The question this episode starts with is deceptively simple: why do some states project power globally and others can't, even when they're spending heavily? The answer it builds toward is structural — not about percentages or political will, but about whether military and economic capacity are actually feeding each other or slowly decoupling. The episode traces the military-economic feedback loop from Britain's fiscal-military state (built between 1689 and 1823 and institutionally wired so trade revenues funded the navy that protected the trade) through to the US Navy's 2024 operations in the Red Sea, where the identical circuit is running with guided missiles instead of cannons. Global defence spending hit $2.46 trillion last year. States are clearly betting on the loop. Betting on it and actually running it, the episode argues, are different things. From there it goes somewhere harder: the loop's inversion. Paul Kennedy's imperial overstretch is one failure mode. The Soviet case is another — not too many foreign commitments, but the defence sector consuming resources without seeding the civilian economy, the industrial base hollowing out from the inside before the external commitments even look like a problem. China's military-civil fusion, India's strategic hedging, Russia's energy-as-coercion playbook, and the question of whether political warfare is a third pillar or just the same two pillars operating below the threshold of open conflict — all of it gets stress-tested against the same underlying mechanism. The episode ends on a genuinely open question, which is the right place to end.

Frequently asked

What is the military-economic feedback loop in geopolitics?

The military-economic feedback loop is the self-reinforcing cycle in which military strength secures trade routes and resource access, generating wealth that funds further military development. Britain institutionalised this circuit between 1689 and 1823 by channelling trade revenues directly into naval spending — the navy protected the trade, the trade funded the navy.

What is imperial overstretch and which countries have experienced it?

Imperial overstretch, as argued by Paul Kennedy, occurs when a state's military commitments outpace the economic base sustaining them. The Soviet Union illustrates a related internal variant: its defence sector consumed resources without seeding civilian innovation, hollowing the industrial base before foreign commitments even became visible as a strategic problem.

How does China's military-civil fusion strategy work?

China's military-civil fusion strategy integrates civilian and military R&D into a single system so advances in commercial technology — semiconductors, for example — are immediately available for weapons development. Combined with Belt and Road infrastructure and expanding PLA basing across Africa and Central Asia, the strategy deploys both economic and military pillars as one instrument.

Why did Britain spend less on defence as a share of GDP than the US but dominate global trade?

Britain's lower defence percentage matters less than whether spending closed the military-economic feedback circuit. The transcript's argument is that integration — not raw spend level — is the decisive variable. Framing Britain's 2.3% versus the US's 3.5% as a causal outcome of self-financing misreads the claim; the percentage is presented as almost a distraction from whether the circuit runs at all.
=-=-=-=-=
**Stated task 1:** Rewrite the passage on the military-economic feedback loop, beginning at the words "What is imperial" and stopping after "as one instrument.", with "Soviet Union" changed to "USSR".
**Stated task 2:** Extend the passage on the military-economic feedback loop by continuing it from its final sentence.
=-=-=-=-=
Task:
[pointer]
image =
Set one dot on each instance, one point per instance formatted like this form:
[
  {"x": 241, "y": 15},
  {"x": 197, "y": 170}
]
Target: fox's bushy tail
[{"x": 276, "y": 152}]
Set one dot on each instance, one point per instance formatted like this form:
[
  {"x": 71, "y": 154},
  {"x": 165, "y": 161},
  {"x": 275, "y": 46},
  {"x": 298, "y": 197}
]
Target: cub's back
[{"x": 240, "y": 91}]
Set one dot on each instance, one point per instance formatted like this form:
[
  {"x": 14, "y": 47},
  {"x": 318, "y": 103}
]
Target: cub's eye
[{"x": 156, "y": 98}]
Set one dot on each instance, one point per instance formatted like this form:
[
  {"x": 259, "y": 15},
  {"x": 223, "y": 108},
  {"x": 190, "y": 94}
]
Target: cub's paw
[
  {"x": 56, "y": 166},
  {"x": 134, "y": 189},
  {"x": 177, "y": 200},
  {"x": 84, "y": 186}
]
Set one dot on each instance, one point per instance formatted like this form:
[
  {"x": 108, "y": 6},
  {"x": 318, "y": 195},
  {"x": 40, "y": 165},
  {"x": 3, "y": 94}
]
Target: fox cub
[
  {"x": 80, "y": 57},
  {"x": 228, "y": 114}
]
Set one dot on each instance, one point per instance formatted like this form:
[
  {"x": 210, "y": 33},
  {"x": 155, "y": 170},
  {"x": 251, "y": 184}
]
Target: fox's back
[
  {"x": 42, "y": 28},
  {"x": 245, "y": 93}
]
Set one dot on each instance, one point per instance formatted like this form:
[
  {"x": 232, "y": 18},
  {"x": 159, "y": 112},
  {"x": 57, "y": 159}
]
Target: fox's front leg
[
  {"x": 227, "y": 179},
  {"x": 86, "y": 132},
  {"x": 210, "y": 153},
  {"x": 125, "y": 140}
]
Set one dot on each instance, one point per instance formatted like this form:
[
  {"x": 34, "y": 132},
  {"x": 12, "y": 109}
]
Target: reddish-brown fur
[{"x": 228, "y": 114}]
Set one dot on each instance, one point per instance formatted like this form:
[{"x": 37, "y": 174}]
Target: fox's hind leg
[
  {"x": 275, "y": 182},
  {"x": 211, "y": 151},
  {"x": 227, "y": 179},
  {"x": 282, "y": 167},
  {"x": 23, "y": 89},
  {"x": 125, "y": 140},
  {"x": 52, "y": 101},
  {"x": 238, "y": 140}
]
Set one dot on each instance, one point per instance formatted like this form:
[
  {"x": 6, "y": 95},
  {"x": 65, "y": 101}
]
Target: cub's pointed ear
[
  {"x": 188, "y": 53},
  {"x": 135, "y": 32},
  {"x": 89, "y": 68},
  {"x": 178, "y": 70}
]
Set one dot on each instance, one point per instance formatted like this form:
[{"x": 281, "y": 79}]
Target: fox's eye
=-=-=-=-=
**Output 1:**
What is imperial overstretch and which countries have experienced it?

Imperial overstretch, as argued by Paul Kennedy, occurs when a state's military commitments outpace the economic base sustaining them. The USSR illustrates a related internal variant: its defence sector consumed resources without seeding civilian innovation, hollowing the industrial base before foreign commitments even became visible as a strategic problem.

How does China's military-civil fusion strategy work?

China's military-civil fusion strategy integrates civilian and military R&D into a single system so advances in commercial technology — semiconductors, for example — are immediately available for weapons development. Combined with Belt and Road infrastructure and expanding PLA basing across Africa and Central Asia, the strategy deploys both economic and military pillars as one instrument.

**Output 2:**
Can a rising power build military and economic strength at the same time?

Building military and economic capacity sequentially is a structural trap: scholarship on grand strategy finds that sequential investment means neither pillar fully succeeds. Prioritising economic openness leaves a vulnerability window; building the military first hollows the industrial base. China's military-civil fusion is explicitly designed to collapse this sequencing problem by developing both pillars in parallel.

Grounded in 12 sources
Dissecting the Sinews of Power: International Trade and the Rise of Britain’s Fiscal-Military State, 1689–1823 | The Journal of Economic History | Cambridge Core · cambridge.org
Capital, Containment, and Competition: The Dynamics of British Imperialism, 1730–1939 | Social Science History | Cambridge Core · cambridge.org
External Ambition and Economic Performance · cambridge.org
Hegemonic overreach vs. imperial overstretch | Review of International Studies | Cambridge Core · cambridge.org
The Power of Nations: Measuring What Matters | International Security | MIT Press · direct.mit.edu
Russia’s Strategic Engagement in Africa: Great Power Competition, Sovereignty, and the Politics of Multipolarity · doi.org
Among Giants: The Military Bases’ Impacts of Great Power Competition on Djibouti’s National Security · doi.org
Great Power Competition in Central Asia: Current challenges and Future Scenarios · doi.org
Choosing the Right Sidekick: Economic Complements to US Military Grand Strategies · doi.org
Synthesizing Strategic Frameworks for Great Power Competition · doi.org
India's Hedging Strategy in Great Power Competition * · doi.org
Foreign Policy through Other Means: Hard Power, Soft Power, and China's Turn to Political Warfare to Influence the United States · pmc.ncbi.nlm.nih.gov
Read transcript

Finn Brooks: Hey — okay, I have to ask before we start, did you actually sleep last night or were you also reading about the British Navy until two in the morning?

Clara Bennett: I did sleep. You clearly didn't — what pulled you in?

Finn Brooks: Honestly? A single contradiction I couldn't resolve. Britain in 1900 — dominant navy, controls global shipping, basically sets the rules for international trade — and they were doing all of that at 2.3% of GDP in defence spending. The US today is at 3.5% and the trade network that we're supposed to be protecting is visibly under strain. How does that — I mean, more spending, less dominance? That shouldn't work.

Clara Bennett: The number isn't the variable. That's the thing — and this is actually the engine of everything we're talking about today. There's a mechanism here, and the percentage is almost a distraction from it.

Finn Brooks: The feedback loop.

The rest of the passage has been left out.